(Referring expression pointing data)
+++

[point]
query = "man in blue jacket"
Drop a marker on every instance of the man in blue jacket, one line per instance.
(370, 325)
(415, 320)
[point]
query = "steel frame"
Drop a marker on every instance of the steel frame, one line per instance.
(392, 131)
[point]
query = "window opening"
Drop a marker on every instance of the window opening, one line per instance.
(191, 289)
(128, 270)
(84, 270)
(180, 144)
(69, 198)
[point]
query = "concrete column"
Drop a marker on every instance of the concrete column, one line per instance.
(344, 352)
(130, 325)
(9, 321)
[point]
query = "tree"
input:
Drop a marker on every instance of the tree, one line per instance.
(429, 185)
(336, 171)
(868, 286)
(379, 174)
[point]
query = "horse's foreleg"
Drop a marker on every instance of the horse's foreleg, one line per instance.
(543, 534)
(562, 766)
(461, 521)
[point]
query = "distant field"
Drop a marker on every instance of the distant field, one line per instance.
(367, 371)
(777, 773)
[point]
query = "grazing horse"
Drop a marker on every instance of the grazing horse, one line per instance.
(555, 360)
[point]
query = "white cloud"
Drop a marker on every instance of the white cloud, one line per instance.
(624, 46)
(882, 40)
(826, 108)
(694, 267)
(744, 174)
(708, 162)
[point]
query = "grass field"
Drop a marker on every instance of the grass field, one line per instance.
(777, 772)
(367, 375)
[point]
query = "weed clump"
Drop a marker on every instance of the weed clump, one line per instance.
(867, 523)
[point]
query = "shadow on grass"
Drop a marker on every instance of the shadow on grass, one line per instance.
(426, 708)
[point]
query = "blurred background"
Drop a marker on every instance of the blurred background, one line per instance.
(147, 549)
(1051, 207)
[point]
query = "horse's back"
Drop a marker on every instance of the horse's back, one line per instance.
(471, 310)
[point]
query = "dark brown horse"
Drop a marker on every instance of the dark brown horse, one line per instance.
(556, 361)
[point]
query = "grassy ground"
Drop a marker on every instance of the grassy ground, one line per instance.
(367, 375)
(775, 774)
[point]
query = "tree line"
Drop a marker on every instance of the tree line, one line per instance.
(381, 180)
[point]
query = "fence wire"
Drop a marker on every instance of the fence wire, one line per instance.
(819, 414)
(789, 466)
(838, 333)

+++

■ Assignment
Nothing in the entries should be left out; please reproduce them all exactly.

■ Answer below
[point]
query = "man in blue jacket"
Drop a marker on every instance of the man in blue jacket, one line per instance.
(370, 325)
(415, 320)
[point]
query = "steel frame"
Drop a marker on every instance of the steel frame, one line per instance.
(392, 131)
[point]
query = "window opening"
Drop a marker on every instance of the window opening, one line per instance.
(191, 289)
(128, 270)
(84, 270)
(180, 144)
(69, 198)
[point]
query = "concrete column"
Drop a marker on every instance of the concrete column, one line per instance.
(344, 352)
(130, 325)
(9, 321)
[point]
query = "tree"
input:
Drop a marker on every instance of the tree, one line per instance.
(429, 185)
(336, 171)
(868, 286)
(379, 174)
[point]
query = "horse's foreleg"
Drop a marker on every instance of the horse's foreleg, one line per instance.
(543, 534)
(562, 766)
(461, 521)
[point]
query = "distant field"
Drop a marker on every instance of the distant field, one line per instance.
(367, 371)
(777, 773)
[point]
query = "grazing horse"
Drop a marker on every instance of the grazing horse, one line per instance.
(555, 360)
[point]
query = "white cloud"
Drop a marker on every instance of the white cloud, one line per instance.
(624, 46)
(882, 40)
(826, 108)
(694, 267)
(744, 174)
(708, 162)
[point]
query = "grass field"
Drop a marker on every instance of the grass field, one line per instance.
(777, 772)
(367, 375)
[point]
query = "weed clump"
Drop a marker on every instance of the weed clump, one line per instance.
(867, 523)
[point]
query = "shadow on grass"
Drop a marker on every instance of the shadow on grass, one line per instance.
(426, 708)
[point]
query = "blurred background"
Drop a marker on every instance of the blurred background, one line per instance.
(147, 549)
(1051, 207)
[point]
query = "horse's back"
Drop a marker on every instance of the horse's back, one line per instance.
(471, 310)
[point]
query = "dark brown horse"
Drop a marker on every instance of the dark brown horse, one line per instance.
(556, 361)
[point]
query = "grassy ground"
Drop a marker on every instance of the grassy ground, one line per instance.
(367, 375)
(775, 774)
[point]
query = "tree line"
Drop a marker on every instance of the tree line, one line per instance.
(381, 180)
[point]
query = "fence wire"
Drop a marker on every instance of the fence wire, one line per instance.
(819, 414)
(789, 466)
(838, 333)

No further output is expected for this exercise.